いくつかの記録 -

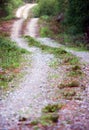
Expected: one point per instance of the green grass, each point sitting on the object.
(67, 57)
(49, 115)
(10, 58)
(10, 54)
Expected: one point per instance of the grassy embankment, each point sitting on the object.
(70, 88)
(49, 27)
(10, 59)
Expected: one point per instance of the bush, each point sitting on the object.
(46, 7)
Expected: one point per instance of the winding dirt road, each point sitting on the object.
(31, 95)
(33, 91)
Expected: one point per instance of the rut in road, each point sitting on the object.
(31, 95)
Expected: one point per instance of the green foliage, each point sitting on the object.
(10, 54)
(8, 6)
(77, 15)
(46, 7)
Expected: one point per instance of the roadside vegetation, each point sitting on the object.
(65, 21)
(7, 8)
(73, 74)
(10, 59)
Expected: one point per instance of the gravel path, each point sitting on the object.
(32, 93)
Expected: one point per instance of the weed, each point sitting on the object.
(69, 94)
(54, 63)
(58, 52)
(34, 122)
(45, 32)
(10, 58)
(52, 108)
(71, 84)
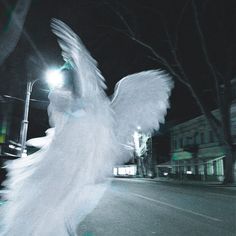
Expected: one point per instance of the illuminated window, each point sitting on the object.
(202, 137)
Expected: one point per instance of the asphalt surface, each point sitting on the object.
(141, 208)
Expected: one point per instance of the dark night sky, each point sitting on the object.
(98, 26)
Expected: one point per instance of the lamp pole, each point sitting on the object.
(55, 78)
(25, 122)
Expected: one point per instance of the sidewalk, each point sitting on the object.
(191, 182)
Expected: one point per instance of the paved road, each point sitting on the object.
(142, 208)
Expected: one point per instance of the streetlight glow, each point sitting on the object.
(54, 78)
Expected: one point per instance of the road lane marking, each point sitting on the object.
(178, 208)
(221, 195)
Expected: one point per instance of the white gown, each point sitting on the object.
(51, 191)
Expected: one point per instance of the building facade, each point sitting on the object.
(195, 152)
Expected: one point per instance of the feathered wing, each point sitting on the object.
(141, 100)
(88, 79)
(53, 189)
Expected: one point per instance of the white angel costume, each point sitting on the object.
(50, 191)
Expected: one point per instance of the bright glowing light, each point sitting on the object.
(11, 146)
(54, 78)
(115, 172)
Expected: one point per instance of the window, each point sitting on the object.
(195, 138)
(202, 136)
(181, 142)
(211, 136)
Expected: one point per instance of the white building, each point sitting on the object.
(195, 151)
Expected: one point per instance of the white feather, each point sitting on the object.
(141, 100)
(51, 191)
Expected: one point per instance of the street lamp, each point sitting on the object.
(54, 79)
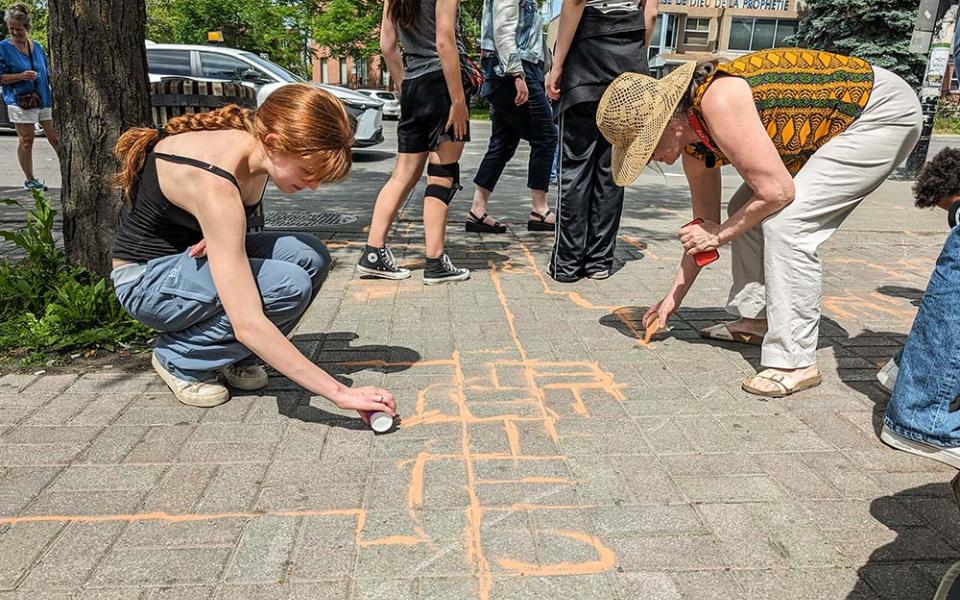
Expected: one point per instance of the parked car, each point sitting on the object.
(6, 124)
(217, 63)
(391, 103)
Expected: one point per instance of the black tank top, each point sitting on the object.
(156, 227)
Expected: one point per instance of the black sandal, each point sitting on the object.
(477, 224)
(540, 223)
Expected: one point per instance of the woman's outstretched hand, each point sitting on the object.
(365, 400)
(662, 310)
(701, 237)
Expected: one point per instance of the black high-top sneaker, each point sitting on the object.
(441, 270)
(379, 262)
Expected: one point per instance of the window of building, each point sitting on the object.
(664, 38)
(747, 33)
(168, 62)
(696, 32)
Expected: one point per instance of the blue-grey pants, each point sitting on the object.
(176, 296)
(925, 403)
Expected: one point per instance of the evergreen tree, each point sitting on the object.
(877, 31)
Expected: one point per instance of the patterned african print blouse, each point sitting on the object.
(804, 98)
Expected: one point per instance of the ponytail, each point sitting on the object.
(403, 13)
(307, 122)
(135, 143)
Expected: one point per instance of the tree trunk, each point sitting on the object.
(100, 88)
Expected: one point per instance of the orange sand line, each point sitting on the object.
(606, 561)
(182, 518)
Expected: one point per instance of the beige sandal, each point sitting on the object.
(722, 332)
(785, 384)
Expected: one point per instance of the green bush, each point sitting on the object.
(48, 306)
(947, 119)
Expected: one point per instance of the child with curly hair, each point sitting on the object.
(923, 416)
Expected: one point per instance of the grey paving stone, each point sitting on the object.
(742, 488)
(768, 535)
(193, 592)
(51, 383)
(383, 588)
(708, 585)
(326, 548)
(571, 586)
(112, 445)
(180, 489)
(263, 554)
(19, 485)
(646, 520)
(328, 590)
(100, 502)
(653, 586)
(156, 533)
(73, 556)
(801, 584)
(159, 444)
(234, 488)
(667, 553)
(16, 382)
(20, 545)
(154, 567)
(447, 588)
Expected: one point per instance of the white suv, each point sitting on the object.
(217, 63)
(391, 104)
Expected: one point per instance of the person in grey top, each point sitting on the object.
(434, 124)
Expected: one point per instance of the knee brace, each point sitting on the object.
(436, 190)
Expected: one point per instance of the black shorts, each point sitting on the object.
(424, 110)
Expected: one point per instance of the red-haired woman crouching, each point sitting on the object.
(185, 265)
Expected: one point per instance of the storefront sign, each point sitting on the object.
(760, 5)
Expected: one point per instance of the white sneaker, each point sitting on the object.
(192, 393)
(246, 377)
(887, 376)
(948, 456)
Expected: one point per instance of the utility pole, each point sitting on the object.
(934, 35)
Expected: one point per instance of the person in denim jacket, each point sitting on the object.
(923, 416)
(512, 60)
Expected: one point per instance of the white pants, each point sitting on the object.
(32, 115)
(776, 265)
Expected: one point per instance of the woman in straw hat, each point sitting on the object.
(812, 134)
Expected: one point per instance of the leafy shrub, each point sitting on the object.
(47, 305)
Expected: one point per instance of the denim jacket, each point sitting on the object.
(513, 31)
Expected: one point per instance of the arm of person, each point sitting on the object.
(651, 8)
(730, 113)
(570, 13)
(450, 61)
(220, 213)
(705, 186)
(506, 17)
(389, 49)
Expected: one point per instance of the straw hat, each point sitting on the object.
(633, 113)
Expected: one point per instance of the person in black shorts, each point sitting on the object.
(434, 124)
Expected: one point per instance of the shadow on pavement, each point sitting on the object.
(927, 527)
(334, 353)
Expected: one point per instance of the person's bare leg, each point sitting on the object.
(52, 136)
(405, 175)
(435, 209)
(26, 135)
(539, 200)
(481, 198)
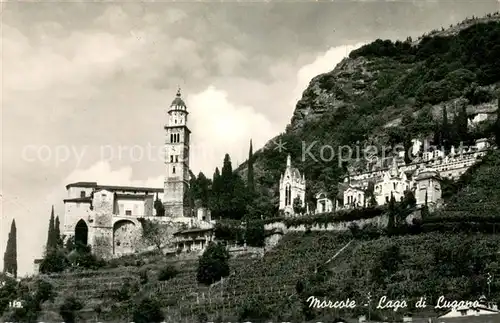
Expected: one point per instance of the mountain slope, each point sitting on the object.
(372, 90)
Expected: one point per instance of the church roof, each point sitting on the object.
(178, 102)
(295, 172)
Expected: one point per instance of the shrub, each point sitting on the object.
(54, 261)
(143, 276)
(213, 264)
(168, 272)
(148, 311)
(69, 308)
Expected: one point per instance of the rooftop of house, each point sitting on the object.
(194, 230)
(113, 187)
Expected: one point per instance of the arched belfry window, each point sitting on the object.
(288, 195)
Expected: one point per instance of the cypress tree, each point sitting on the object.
(227, 185)
(57, 233)
(50, 236)
(203, 189)
(445, 130)
(392, 214)
(462, 125)
(217, 190)
(10, 255)
(250, 175)
(497, 123)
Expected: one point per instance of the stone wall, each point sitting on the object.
(281, 229)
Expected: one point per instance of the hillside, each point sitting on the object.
(372, 89)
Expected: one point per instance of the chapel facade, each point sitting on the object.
(292, 185)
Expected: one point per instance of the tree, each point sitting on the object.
(461, 124)
(55, 261)
(497, 122)
(69, 308)
(227, 185)
(213, 264)
(10, 255)
(148, 311)
(250, 174)
(57, 233)
(158, 205)
(297, 205)
(217, 189)
(51, 241)
(203, 189)
(255, 234)
(392, 214)
(409, 199)
(445, 131)
(157, 234)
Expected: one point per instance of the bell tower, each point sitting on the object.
(176, 159)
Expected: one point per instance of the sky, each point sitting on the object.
(85, 86)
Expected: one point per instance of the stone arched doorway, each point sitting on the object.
(125, 234)
(81, 232)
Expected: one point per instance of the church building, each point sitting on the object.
(109, 218)
(292, 185)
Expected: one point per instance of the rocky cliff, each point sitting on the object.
(372, 90)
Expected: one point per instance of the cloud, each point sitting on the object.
(322, 64)
(223, 127)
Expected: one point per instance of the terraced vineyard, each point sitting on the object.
(272, 279)
(430, 264)
(99, 288)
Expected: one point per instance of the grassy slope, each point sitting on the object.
(478, 191)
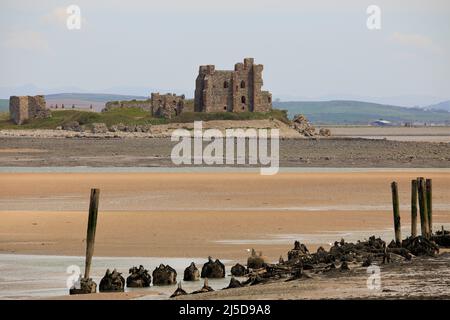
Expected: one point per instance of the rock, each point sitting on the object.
(213, 269)
(99, 128)
(84, 286)
(205, 288)
(138, 278)
(344, 266)
(164, 275)
(191, 273)
(179, 292)
(303, 126)
(112, 282)
(255, 261)
(234, 283)
(298, 251)
(238, 270)
(324, 132)
(72, 126)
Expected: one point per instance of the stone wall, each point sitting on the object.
(166, 105)
(143, 104)
(232, 91)
(23, 108)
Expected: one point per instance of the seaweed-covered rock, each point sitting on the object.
(112, 282)
(238, 270)
(205, 288)
(298, 251)
(164, 275)
(234, 283)
(256, 261)
(83, 286)
(191, 273)
(179, 292)
(138, 278)
(213, 269)
(420, 246)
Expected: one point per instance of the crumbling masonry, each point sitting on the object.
(22, 108)
(232, 91)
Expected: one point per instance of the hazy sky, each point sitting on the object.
(309, 48)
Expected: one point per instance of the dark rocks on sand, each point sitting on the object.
(191, 273)
(213, 269)
(256, 261)
(179, 292)
(234, 283)
(84, 286)
(205, 288)
(138, 278)
(164, 275)
(238, 270)
(112, 282)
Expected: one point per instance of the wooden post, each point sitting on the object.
(413, 208)
(92, 224)
(423, 207)
(429, 188)
(395, 206)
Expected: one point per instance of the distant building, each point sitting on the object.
(381, 123)
(235, 90)
(23, 108)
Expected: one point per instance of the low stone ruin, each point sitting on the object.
(138, 278)
(24, 108)
(191, 273)
(213, 269)
(164, 275)
(112, 282)
(238, 270)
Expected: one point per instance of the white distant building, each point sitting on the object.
(381, 123)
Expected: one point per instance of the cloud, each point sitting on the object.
(416, 41)
(26, 40)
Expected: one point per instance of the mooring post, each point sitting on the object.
(92, 224)
(423, 207)
(429, 188)
(413, 208)
(396, 209)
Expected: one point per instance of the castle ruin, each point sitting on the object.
(22, 108)
(232, 91)
(166, 105)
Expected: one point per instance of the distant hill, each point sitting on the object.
(359, 112)
(4, 105)
(444, 105)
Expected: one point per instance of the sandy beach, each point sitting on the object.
(201, 214)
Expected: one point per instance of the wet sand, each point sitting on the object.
(201, 214)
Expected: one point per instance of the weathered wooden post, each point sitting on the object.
(429, 188)
(86, 284)
(423, 207)
(413, 208)
(92, 225)
(396, 209)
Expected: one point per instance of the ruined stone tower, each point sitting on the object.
(232, 91)
(23, 108)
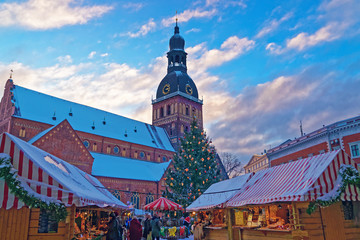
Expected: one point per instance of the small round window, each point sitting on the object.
(116, 149)
(86, 143)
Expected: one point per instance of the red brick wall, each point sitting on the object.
(315, 150)
(131, 149)
(6, 108)
(132, 186)
(349, 139)
(63, 142)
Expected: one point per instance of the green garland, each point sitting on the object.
(349, 176)
(9, 175)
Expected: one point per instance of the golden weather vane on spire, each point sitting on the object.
(176, 17)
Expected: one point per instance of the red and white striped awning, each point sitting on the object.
(163, 204)
(301, 180)
(50, 178)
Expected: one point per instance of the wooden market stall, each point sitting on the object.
(211, 203)
(274, 203)
(48, 181)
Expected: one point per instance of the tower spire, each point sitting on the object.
(176, 26)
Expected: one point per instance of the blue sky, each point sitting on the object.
(260, 66)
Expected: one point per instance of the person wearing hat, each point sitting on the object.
(113, 228)
(135, 229)
(147, 226)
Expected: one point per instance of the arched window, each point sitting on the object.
(22, 132)
(149, 198)
(135, 199)
(161, 112)
(116, 149)
(117, 194)
(86, 143)
(123, 152)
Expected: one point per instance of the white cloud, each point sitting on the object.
(188, 15)
(193, 30)
(230, 49)
(328, 33)
(65, 59)
(145, 29)
(338, 19)
(91, 55)
(226, 3)
(45, 14)
(133, 6)
(273, 48)
(273, 25)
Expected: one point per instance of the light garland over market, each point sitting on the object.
(9, 174)
(348, 176)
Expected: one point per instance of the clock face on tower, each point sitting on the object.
(188, 89)
(166, 89)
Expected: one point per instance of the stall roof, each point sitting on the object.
(301, 180)
(120, 167)
(40, 107)
(50, 178)
(218, 193)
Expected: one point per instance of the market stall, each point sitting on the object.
(276, 203)
(172, 230)
(38, 190)
(211, 203)
(273, 203)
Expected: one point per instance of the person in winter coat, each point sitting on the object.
(135, 229)
(155, 228)
(113, 228)
(147, 226)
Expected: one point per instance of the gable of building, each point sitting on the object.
(52, 110)
(63, 142)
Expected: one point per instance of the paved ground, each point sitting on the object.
(189, 238)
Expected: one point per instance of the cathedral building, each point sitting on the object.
(177, 101)
(128, 157)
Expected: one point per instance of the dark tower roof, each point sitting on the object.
(177, 81)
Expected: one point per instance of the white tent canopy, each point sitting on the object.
(218, 193)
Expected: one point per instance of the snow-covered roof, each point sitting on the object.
(120, 167)
(68, 184)
(41, 107)
(218, 193)
(302, 180)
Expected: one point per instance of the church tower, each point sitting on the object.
(177, 100)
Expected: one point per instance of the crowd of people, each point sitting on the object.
(148, 228)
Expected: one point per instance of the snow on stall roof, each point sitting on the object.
(120, 167)
(41, 107)
(37, 137)
(80, 183)
(219, 193)
(284, 182)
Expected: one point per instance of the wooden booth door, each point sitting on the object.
(333, 221)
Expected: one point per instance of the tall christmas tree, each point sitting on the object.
(194, 168)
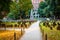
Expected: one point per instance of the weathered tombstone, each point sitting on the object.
(58, 28)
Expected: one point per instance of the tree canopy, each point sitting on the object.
(20, 8)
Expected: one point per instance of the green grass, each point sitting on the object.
(53, 34)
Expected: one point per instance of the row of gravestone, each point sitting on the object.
(2, 24)
(53, 25)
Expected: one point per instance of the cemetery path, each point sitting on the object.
(33, 33)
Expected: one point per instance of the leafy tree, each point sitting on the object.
(14, 10)
(25, 5)
(46, 8)
(4, 7)
(20, 9)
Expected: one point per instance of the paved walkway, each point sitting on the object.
(33, 33)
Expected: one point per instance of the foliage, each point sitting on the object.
(20, 10)
(25, 5)
(14, 10)
(53, 34)
(45, 8)
(4, 7)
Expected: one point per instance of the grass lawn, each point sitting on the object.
(53, 34)
(9, 35)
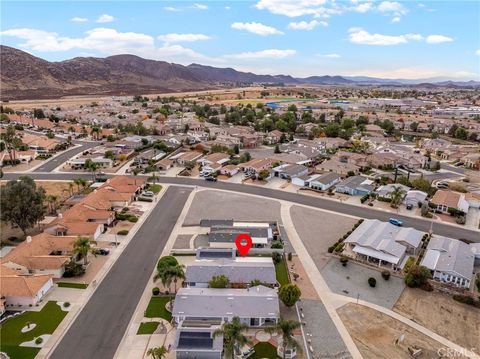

作業内容 - 上のリストから「lamp」という語を含む行だけを選び、すべて書き写してください。

完成した回答 -
Expected: one point per instance of the lamp pole, each point sitting on the object.
Expected: one point per instance of the street lamp, each point sitting on the object.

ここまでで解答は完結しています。